---------- Input material
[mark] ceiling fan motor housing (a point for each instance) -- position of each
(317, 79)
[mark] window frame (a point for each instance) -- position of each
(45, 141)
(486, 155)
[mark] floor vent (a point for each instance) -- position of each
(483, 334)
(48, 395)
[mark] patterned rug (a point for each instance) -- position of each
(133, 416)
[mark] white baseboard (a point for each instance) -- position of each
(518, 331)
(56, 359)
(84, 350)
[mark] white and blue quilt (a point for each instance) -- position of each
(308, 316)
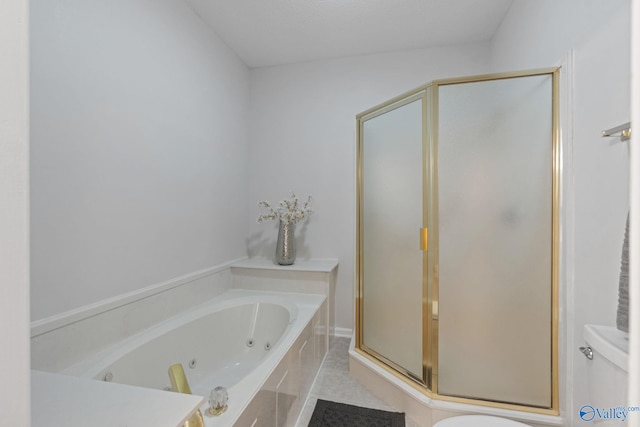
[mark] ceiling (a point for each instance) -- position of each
(273, 32)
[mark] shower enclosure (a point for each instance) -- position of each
(457, 239)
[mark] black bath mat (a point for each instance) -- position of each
(333, 414)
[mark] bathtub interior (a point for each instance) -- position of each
(219, 348)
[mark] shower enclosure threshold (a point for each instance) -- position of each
(423, 409)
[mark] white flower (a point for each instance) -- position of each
(288, 211)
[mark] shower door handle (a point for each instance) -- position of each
(424, 242)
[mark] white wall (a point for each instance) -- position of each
(139, 149)
(14, 216)
(540, 34)
(303, 139)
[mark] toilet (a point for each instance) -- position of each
(478, 421)
(607, 353)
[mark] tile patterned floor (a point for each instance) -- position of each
(335, 383)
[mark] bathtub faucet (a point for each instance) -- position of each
(180, 384)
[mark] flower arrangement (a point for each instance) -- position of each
(288, 211)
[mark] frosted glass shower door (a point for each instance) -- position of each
(495, 215)
(391, 205)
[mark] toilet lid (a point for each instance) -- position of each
(477, 421)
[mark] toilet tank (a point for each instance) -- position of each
(607, 371)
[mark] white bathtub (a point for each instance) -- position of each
(236, 340)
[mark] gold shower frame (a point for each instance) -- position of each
(428, 384)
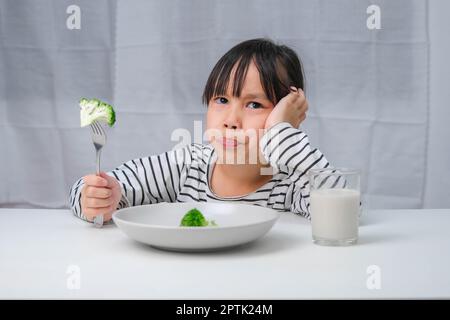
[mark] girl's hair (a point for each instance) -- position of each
(278, 65)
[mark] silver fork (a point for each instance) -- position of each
(99, 140)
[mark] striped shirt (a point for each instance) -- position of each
(184, 175)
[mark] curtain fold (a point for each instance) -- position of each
(367, 89)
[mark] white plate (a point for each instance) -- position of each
(158, 225)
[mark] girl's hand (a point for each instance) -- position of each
(100, 196)
(292, 108)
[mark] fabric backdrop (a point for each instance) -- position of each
(367, 89)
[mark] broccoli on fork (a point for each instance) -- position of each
(96, 110)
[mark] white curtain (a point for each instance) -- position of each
(368, 89)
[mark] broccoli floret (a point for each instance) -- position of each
(194, 218)
(96, 110)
--------------------
Reproduce verbatim the stretch of the records from the line containing "[mark] white curtain" through the end of the records, including both ends.

[mark] white curtain (a point for each instance) -- position of each
(368, 89)
[mark] broccoli floret (a point for each instance) -- position of each
(194, 218)
(96, 110)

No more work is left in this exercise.